Short exercise A
What does the passage on building the Cameo application cover? Answer in two sentences.

Selected passage

'''

I believe we can and the sooner we start creating abstractions, the better. We will structure our study of OpenCV around a single application, but, at each step, we will design a component of this application to be extensible and reusable.
We will develop an interactive application that performs face tracking and image manipulations on camera input in real time. This type of application covers a broad range of OpenCV's functionality and challenges us to create an efficient, effective implementation. Users would immediately notice flaws, such as a low frame rate or inaccurate tracking. To get the best results, we will try several approaches using conventional imaging and depth imaging.
Specifically, our application will perform real-time facial merging. Given two streams of camera input (or, optionally, prerecorded video input), the application will superimpose faces from one stream atop faces in the other. Filters and distortions will be applied to give the blended scene a unified look and feel. Users should have the experience of being engaged in a live performance where they enter another environment and another persona. This type of user experience is popular in amusement parks such as Disneyland.
We will call our application Cameo. A cameo is (in jewelry) a small portrait of a person or (in film) a very brief role played by a celebrity.
An object-oriented design
Python applications can be written in a purely procedural style. This is often done with small applications like our basic I/O scripts, discussed previously. However, from now on, we will use an object-oriented style because it promotes modularity and extensibility.
From our overview of OpenCV's I/O functionality, we know that all images are similar, regardless of their source or destination. No matter how we obtain a stream of images or where we send it as output, we can apply the same application-specific logic to each frame in this stream. Separation of I/O code and application code becomes especially convenient in an application like Cameo, which uses multiple I/O streams.
We will create classes called CaptureManager
and WindowManager
as high-level interfaces to I/O streams. Our application code may use a CaptureManager
to read new frames and, optionally, to dispatch each frame to one or more outputs, including a still image file, a video file, and a window (via a WindowManager
class). A WindowManager
class lets our application code handle a window and events in an object-oriented style.
Both CaptureManager
and WindowManager
are extensible. We could make implementations that did not rely on OpenCV for I/O. Indeed, Appendix A, Integrating with Pygame uses a WindowManager
subclass.
Abstracting a video stream – managers.CaptureManager
As we have seen, OpenCV can capture, show, and record a stream of images from either a video file or a camera, but there are some special considerations in each case. Our CaptureManager
class abstracts some of the differences and provides a higher-level interface for dispatching images from the capture stream to one or more outputs—a still image file, a video file, or a window.

'''

The records
'''

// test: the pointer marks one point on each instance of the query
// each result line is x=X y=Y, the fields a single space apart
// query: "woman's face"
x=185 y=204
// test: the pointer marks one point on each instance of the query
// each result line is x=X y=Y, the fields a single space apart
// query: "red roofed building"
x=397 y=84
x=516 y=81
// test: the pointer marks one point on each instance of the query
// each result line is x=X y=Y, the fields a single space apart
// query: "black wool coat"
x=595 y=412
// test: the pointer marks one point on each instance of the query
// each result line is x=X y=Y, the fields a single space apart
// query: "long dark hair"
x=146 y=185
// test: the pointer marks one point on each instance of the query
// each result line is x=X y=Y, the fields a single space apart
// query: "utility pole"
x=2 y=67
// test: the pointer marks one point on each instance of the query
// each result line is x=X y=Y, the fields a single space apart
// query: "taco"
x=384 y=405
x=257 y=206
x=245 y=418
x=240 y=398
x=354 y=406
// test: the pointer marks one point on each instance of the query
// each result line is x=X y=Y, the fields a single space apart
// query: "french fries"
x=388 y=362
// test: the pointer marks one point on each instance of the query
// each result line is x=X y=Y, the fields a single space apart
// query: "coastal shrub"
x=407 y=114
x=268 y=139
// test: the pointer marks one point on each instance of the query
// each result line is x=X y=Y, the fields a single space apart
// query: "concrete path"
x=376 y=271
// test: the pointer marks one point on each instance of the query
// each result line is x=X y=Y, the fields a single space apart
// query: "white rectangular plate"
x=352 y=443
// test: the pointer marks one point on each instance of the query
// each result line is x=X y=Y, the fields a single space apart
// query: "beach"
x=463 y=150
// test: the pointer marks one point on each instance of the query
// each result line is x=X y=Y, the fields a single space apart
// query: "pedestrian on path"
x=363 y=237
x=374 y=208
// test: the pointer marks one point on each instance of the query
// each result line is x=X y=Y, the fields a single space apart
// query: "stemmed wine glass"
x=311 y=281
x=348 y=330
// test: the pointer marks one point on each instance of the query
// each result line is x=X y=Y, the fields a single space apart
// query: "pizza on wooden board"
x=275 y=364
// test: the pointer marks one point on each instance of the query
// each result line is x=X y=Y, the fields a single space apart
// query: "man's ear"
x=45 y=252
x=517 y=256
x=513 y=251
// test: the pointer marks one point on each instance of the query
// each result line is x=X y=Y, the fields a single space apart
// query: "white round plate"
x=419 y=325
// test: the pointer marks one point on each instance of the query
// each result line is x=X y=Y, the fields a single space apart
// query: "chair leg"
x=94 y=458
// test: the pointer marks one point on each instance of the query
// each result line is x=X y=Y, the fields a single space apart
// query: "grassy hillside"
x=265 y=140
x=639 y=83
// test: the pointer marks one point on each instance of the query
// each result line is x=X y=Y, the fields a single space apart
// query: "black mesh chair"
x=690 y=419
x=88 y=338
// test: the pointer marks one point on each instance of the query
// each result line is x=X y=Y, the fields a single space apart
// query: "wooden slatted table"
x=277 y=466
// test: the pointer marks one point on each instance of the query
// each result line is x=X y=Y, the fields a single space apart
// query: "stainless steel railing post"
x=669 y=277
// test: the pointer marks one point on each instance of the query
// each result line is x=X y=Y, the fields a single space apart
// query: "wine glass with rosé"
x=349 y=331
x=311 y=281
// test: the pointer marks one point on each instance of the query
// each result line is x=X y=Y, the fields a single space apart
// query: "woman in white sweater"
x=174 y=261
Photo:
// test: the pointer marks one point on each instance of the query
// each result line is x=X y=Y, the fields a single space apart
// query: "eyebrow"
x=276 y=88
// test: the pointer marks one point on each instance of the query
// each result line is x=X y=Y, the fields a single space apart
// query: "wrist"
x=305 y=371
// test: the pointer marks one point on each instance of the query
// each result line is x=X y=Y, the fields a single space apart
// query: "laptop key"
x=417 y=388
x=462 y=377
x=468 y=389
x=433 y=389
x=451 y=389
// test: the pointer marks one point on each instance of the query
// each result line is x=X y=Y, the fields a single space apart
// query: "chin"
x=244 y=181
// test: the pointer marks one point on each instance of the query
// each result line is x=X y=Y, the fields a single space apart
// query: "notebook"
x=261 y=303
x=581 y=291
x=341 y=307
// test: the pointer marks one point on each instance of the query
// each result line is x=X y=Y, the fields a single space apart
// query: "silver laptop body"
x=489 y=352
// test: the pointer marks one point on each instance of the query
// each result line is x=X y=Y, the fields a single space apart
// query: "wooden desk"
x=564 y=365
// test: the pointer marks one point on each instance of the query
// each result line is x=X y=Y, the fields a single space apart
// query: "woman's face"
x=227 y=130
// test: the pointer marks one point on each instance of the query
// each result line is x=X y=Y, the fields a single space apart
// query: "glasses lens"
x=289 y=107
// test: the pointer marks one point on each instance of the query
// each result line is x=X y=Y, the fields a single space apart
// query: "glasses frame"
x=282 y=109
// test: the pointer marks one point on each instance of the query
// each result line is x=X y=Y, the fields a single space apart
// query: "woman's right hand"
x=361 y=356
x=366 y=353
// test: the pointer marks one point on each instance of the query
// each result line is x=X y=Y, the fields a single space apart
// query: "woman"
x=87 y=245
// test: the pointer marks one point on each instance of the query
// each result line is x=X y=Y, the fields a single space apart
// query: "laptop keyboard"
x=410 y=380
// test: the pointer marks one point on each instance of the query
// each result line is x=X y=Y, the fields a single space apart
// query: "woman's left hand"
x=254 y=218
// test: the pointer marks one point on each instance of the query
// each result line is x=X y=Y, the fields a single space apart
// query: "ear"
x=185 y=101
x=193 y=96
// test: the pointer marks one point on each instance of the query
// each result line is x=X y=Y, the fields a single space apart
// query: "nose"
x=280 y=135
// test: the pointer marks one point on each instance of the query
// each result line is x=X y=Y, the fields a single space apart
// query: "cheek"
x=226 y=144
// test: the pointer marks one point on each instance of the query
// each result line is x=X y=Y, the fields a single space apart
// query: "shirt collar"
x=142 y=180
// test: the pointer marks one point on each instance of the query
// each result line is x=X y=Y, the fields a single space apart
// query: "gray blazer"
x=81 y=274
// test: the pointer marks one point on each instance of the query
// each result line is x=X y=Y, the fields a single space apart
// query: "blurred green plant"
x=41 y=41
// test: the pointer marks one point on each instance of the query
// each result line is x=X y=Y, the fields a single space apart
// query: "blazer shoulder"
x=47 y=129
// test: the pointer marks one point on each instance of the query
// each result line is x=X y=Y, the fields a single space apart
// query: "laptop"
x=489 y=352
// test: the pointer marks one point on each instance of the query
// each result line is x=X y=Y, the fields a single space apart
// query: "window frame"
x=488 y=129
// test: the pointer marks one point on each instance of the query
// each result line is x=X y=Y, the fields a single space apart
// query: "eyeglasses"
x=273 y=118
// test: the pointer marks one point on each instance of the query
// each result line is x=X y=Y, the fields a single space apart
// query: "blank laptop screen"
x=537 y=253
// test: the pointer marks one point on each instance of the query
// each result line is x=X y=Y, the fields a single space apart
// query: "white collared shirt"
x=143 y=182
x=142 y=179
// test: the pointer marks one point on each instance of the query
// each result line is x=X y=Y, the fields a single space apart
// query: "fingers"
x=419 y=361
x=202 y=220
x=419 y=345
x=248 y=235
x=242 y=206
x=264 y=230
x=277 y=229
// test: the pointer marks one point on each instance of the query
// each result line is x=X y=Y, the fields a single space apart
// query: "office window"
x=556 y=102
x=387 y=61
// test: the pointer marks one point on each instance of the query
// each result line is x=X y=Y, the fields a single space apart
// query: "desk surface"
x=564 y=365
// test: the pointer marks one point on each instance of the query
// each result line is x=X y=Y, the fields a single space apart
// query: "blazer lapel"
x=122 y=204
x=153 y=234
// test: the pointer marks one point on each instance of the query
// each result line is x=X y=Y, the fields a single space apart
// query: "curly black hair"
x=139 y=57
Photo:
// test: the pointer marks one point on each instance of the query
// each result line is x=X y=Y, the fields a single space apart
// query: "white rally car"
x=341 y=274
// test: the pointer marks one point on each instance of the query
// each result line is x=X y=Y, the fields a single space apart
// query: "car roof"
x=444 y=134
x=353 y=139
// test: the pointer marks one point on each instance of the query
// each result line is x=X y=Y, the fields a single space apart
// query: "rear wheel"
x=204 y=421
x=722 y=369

'''

Short exercise B
How many lines of the rows contain the word "desk"? Reply with the number alone.

Task response A
The passage introduces Cameo, an interactive application that will do face tracking and image manipulation on camera input in real time, superimposing faces from one stream onto faces in another. It adopts an object-oriented design in which extensible CaptureManager and WindowManager classes serve as high-level interfaces to I/O streams, keeping I/O code separate from application code.

Task response B
2